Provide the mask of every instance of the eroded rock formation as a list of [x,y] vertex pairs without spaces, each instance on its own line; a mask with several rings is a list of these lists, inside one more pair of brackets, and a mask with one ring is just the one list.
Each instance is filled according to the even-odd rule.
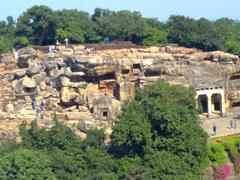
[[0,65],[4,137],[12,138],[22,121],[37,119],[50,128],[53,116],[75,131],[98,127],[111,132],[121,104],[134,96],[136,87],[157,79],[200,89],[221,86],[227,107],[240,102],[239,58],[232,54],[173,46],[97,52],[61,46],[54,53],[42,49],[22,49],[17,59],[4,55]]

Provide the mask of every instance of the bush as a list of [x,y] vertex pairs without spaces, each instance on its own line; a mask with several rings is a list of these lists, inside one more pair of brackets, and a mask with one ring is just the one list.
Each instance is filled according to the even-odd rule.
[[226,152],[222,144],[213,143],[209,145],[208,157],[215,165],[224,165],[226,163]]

========================

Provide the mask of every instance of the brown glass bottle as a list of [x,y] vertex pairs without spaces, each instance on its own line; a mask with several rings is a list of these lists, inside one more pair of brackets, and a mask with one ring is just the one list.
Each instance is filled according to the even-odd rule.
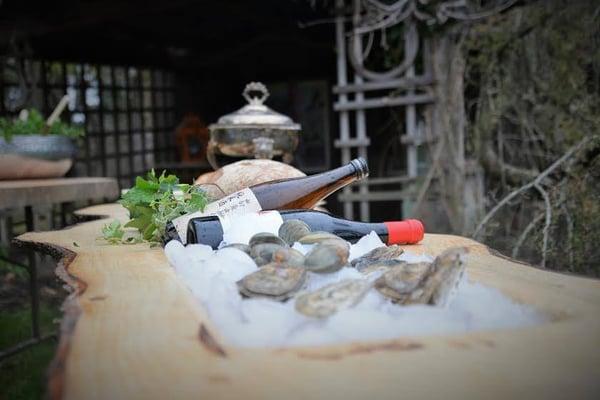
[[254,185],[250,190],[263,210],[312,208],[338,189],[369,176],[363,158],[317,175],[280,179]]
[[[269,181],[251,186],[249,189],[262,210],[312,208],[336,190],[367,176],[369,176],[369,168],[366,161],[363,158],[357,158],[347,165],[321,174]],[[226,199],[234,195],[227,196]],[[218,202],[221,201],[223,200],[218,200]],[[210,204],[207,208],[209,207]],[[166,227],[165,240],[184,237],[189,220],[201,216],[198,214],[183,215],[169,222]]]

========================

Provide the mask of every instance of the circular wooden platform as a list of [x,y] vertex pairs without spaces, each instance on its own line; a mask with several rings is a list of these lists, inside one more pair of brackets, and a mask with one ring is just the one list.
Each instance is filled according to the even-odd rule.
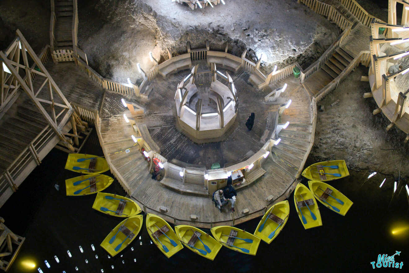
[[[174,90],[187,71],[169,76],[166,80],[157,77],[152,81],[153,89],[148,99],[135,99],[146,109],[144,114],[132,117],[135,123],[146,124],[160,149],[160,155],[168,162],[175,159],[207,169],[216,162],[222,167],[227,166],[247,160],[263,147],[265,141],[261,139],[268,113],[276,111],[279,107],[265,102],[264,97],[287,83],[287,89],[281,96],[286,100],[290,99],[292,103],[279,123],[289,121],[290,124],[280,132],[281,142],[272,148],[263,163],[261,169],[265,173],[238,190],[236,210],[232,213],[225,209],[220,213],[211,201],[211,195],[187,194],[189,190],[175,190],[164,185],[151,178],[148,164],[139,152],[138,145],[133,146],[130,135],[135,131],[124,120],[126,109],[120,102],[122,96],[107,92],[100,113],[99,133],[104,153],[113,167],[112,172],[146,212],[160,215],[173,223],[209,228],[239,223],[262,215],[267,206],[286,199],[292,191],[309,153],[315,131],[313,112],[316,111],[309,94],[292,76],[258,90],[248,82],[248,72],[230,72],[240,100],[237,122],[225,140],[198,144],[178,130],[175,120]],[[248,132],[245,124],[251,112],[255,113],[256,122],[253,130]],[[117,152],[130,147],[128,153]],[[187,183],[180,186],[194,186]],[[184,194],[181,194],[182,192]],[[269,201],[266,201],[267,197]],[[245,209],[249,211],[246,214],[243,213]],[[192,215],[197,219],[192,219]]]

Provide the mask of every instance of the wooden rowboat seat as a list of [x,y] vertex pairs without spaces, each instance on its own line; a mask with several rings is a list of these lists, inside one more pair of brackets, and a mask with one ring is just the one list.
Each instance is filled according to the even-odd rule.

========================

• Directive
How many lines in the rows above contain the string "wooden"? Case counts. Reply with the number alone.

• Worked solution
2